Material provided:
— Start —
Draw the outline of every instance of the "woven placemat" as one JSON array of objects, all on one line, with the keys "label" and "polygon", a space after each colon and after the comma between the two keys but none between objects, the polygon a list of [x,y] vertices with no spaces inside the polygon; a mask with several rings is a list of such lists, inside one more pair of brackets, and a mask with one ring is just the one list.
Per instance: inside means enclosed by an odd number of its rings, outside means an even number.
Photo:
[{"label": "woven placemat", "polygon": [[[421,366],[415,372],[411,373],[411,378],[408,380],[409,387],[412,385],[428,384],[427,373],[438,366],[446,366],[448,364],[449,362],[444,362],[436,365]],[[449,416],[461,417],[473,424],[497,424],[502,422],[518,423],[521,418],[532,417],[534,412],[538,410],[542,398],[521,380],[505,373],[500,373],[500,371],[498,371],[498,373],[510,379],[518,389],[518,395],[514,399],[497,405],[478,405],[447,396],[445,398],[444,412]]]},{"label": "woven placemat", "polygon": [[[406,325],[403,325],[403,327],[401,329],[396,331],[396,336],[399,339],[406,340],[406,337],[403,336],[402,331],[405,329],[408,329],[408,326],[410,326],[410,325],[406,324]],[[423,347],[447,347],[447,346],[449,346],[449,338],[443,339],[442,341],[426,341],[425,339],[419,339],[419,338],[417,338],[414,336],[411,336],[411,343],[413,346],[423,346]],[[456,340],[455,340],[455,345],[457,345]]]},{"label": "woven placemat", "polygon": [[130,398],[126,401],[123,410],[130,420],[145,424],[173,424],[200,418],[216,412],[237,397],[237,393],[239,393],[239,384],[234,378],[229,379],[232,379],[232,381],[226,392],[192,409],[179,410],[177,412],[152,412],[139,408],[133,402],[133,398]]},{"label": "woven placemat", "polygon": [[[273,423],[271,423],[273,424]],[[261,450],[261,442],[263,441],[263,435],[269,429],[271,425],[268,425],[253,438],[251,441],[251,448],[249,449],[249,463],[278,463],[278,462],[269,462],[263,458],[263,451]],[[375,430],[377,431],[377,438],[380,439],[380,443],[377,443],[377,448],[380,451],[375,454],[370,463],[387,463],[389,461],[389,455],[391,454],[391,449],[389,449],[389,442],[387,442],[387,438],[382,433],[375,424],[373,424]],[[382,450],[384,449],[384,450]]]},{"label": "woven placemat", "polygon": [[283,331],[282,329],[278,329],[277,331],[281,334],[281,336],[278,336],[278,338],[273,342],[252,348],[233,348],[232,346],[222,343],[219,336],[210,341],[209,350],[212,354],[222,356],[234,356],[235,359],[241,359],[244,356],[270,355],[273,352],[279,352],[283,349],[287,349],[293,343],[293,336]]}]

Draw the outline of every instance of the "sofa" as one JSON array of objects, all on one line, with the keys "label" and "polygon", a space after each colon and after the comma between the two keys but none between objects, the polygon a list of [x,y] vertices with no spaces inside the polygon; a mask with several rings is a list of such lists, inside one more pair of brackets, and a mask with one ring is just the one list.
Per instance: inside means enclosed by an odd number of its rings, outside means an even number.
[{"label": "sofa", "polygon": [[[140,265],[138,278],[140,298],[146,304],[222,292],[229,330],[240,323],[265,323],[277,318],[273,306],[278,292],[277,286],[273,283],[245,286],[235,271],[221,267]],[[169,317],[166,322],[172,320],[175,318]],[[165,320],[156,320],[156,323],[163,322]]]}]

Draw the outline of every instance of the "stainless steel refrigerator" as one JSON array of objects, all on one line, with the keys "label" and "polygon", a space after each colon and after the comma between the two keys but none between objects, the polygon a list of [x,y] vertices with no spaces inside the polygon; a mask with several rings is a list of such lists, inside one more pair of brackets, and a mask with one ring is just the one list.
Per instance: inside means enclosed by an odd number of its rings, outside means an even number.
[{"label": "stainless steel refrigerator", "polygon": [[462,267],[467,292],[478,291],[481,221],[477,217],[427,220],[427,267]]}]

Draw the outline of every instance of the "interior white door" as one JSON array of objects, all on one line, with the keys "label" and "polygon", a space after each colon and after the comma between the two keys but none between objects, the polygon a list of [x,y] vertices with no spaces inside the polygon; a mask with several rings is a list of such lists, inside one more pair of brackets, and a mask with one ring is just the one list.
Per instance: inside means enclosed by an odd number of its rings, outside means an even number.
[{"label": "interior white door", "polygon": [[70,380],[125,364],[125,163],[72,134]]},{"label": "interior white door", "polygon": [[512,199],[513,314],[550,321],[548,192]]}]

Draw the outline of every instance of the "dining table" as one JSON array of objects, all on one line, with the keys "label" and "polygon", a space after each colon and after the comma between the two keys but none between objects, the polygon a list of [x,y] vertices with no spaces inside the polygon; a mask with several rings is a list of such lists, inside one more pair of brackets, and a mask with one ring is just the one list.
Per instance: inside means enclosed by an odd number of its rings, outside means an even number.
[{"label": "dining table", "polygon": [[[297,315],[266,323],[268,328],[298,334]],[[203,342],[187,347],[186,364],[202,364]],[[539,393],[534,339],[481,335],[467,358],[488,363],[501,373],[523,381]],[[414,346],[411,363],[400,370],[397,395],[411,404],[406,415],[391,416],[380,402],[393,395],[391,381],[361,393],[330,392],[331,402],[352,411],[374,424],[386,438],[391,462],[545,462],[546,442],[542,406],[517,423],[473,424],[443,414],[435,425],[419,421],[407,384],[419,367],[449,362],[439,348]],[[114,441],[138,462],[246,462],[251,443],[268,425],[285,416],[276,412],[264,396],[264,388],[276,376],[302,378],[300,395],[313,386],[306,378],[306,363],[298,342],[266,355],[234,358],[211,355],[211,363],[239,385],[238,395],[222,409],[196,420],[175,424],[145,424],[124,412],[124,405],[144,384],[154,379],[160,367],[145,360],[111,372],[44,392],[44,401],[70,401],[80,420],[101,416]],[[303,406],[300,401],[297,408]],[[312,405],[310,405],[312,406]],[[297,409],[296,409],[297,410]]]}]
— End —
Prompt: All of the material must be reproduced exactly.

Correct output:
Draw the outline of every instance of the "woven placemat" as one JSON array of objects, all on one line, with the keys "label" and "polygon", a space after each colon and after the comma between the two keys but none between objects, the polygon a list of [x,y] vertices with no spaces inside the polygon; a mask with several rings is a list of such lists, inside one more pair of brackets, and a mask with one ring is just the one list.
Per instance: inside means enclosed by an odd number of its rings, outside means an even number.
Photo:
[{"label": "woven placemat", "polygon": [[[421,366],[415,372],[411,373],[411,378],[408,380],[409,387],[412,385],[428,384],[427,373],[438,366],[446,366],[448,364],[449,362],[444,362],[436,365]],[[449,416],[461,417],[473,424],[497,424],[502,422],[518,423],[521,418],[532,417],[534,412],[538,410],[542,398],[521,380],[505,373],[500,373],[500,371],[498,371],[498,373],[510,379],[518,389],[518,395],[514,399],[497,405],[478,405],[447,396],[445,398],[444,412]]]},{"label": "woven placemat", "polygon": [[[406,325],[403,325],[403,327],[401,329],[396,331],[396,336],[399,339],[406,340],[406,337],[403,336],[402,331],[405,329],[408,329],[408,326],[410,326],[410,325],[406,324]],[[423,347],[447,347],[447,346],[449,346],[449,338],[443,339],[442,341],[426,341],[425,339],[419,339],[419,338],[417,338],[414,336],[411,336],[411,343],[413,346],[423,346]],[[456,340],[455,340],[455,345],[457,345]]]},{"label": "woven placemat", "polygon": [[130,398],[126,401],[123,410],[130,420],[145,424],[173,424],[200,418],[216,412],[237,397],[237,393],[239,393],[239,384],[234,378],[229,379],[232,379],[232,381],[226,392],[192,409],[179,410],[177,412],[152,412],[139,408],[133,402],[133,398]]},{"label": "woven placemat", "polygon": [[[273,423],[271,423],[273,424]],[[261,450],[261,442],[263,441],[263,435],[269,429],[271,425],[268,425],[253,438],[251,441],[251,448],[249,449],[249,463],[278,463],[278,462],[269,462],[263,458],[263,451]],[[375,430],[377,431],[377,438],[380,439],[380,443],[377,443],[377,448],[380,451],[375,454],[370,463],[387,463],[389,461],[389,455],[391,454],[391,449],[389,449],[389,442],[387,442],[387,438],[382,433],[375,424],[373,424]],[[382,450],[384,449],[384,450]]]},{"label": "woven placemat", "polygon": [[283,331],[282,329],[278,329],[277,331],[281,334],[281,336],[278,336],[278,338],[273,342],[252,348],[233,348],[232,346],[222,343],[219,336],[210,341],[209,350],[212,354],[222,356],[234,356],[235,359],[241,359],[244,356],[270,355],[273,352],[279,352],[283,349],[287,349],[293,343],[293,336]]}]

Draw the outline of every instance of the "sofa" as one JSON array of objects, all on one line, with the keys "label" and "polygon", a space after each colon and after the comma between the two keys but none between objects, the polygon a list of [x,y] vertices with no spaces inside the polygon; a mask with several rings is a list of such lists, inside one more pair of brackets, and a mask with one ring is just the one list.
Per instance: inside means enclosed by an odd number of its rings, outside means an even number.
[{"label": "sofa", "polygon": [[[140,265],[138,278],[140,298],[146,304],[222,292],[229,330],[240,323],[265,323],[277,318],[273,306],[278,292],[277,286],[273,283],[245,286],[235,271],[221,267]],[[169,317],[166,322],[172,320],[175,318]],[[165,320],[156,320],[156,323],[163,322]]]}]

Draw the outline of every instance of the "stainless steel refrigerator" as one JSON array of objects, all on one line, with the keys "label" and "polygon", a space after each colon and after the comma between the two keys but none between objects, the polygon a list of [x,y] vertices with no spaces inside the polygon; a mask with several rings is a list of such lists, inside one more pair of brackets, and a mask with one ring is just the one list.
Per instance: inside means enclosed by an odd number of its rings, outside means an even number.
[{"label": "stainless steel refrigerator", "polygon": [[462,267],[467,292],[478,291],[481,221],[477,217],[427,220],[427,267]]}]

Draw the outline of every instance of the "interior white door" as one JSON array of objects, all on one line, with the keys "label" and "polygon", a space after each colon and after the comma between the two keys but none between objects, the polygon a list of [x,y] vertices with no spaces inside the polygon; a mask with several rings is a list of such lists, inside one more pair of brackets, and a mask with one ring is just the one list.
Per instance: inside means enclosed by an odd number of its rings, outside means an even number.
[{"label": "interior white door", "polygon": [[70,380],[125,364],[125,163],[72,134]]},{"label": "interior white door", "polygon": [[512,199],[513,314],[550,321],[548,192]]}]

Draw the outline of every instance of the "dining table" as one JSON array of objects, all on one line, with the keys "label" and "polygon", a space after each colon and after the comma between the two keys but none between objects, the polygon a list of [x,y] vertices with no spaces inside the polygon; a mask with several rings is a list of such lists, inside one more pair of brackets, and a mask with one ring is just the one list.
Per instance: inside means enclosed by an odd number of its rings, outside means an even number.
[{"label": "dining table", "polygon": [[[297,315],[266,323],[268,328],[298,334]],[[203,342],[187,347],[186,364],[202,364]],[[539,393],[534,339],[481,335],[467,358],[488,363],[501,373],[523,381]],[[414,346],[411,363],[400,370],[397,395],[411,404],[406,415],[391,416],[380,402],[393,395],[391,381],[361,393],[330,392],[331,402],[352,411],[374,424],[386,438],[391,462],[545,462],[546,442],[542,406],[517,423],[473,424],[443,414],[435,425],[419,421],[407,384],[419,367],[449,362],[439,348]],[[114,441],[138,462],[246,462],[251,443],[268,425],[285,416],[276,412],[264,396],[264,388],[276,376],[302,378],[300,395],[313,386],[306,378],[306,363],[298,342],[266,355],[234,358],[211,355],[211,363],[239,385],[238,395],[222,409],[196,420],[175,424],[145,424],[124,412],[124,405],[144,384],[154,379],[160,367],[145,360],[111,372],[44,392],[44,401],[70,401],[80,420],[101,416]],[[303,406],[300,401],[297,408]],[[312,405],[310,405],[312,406]],[[297,409],[296,409],[297,410]]]}]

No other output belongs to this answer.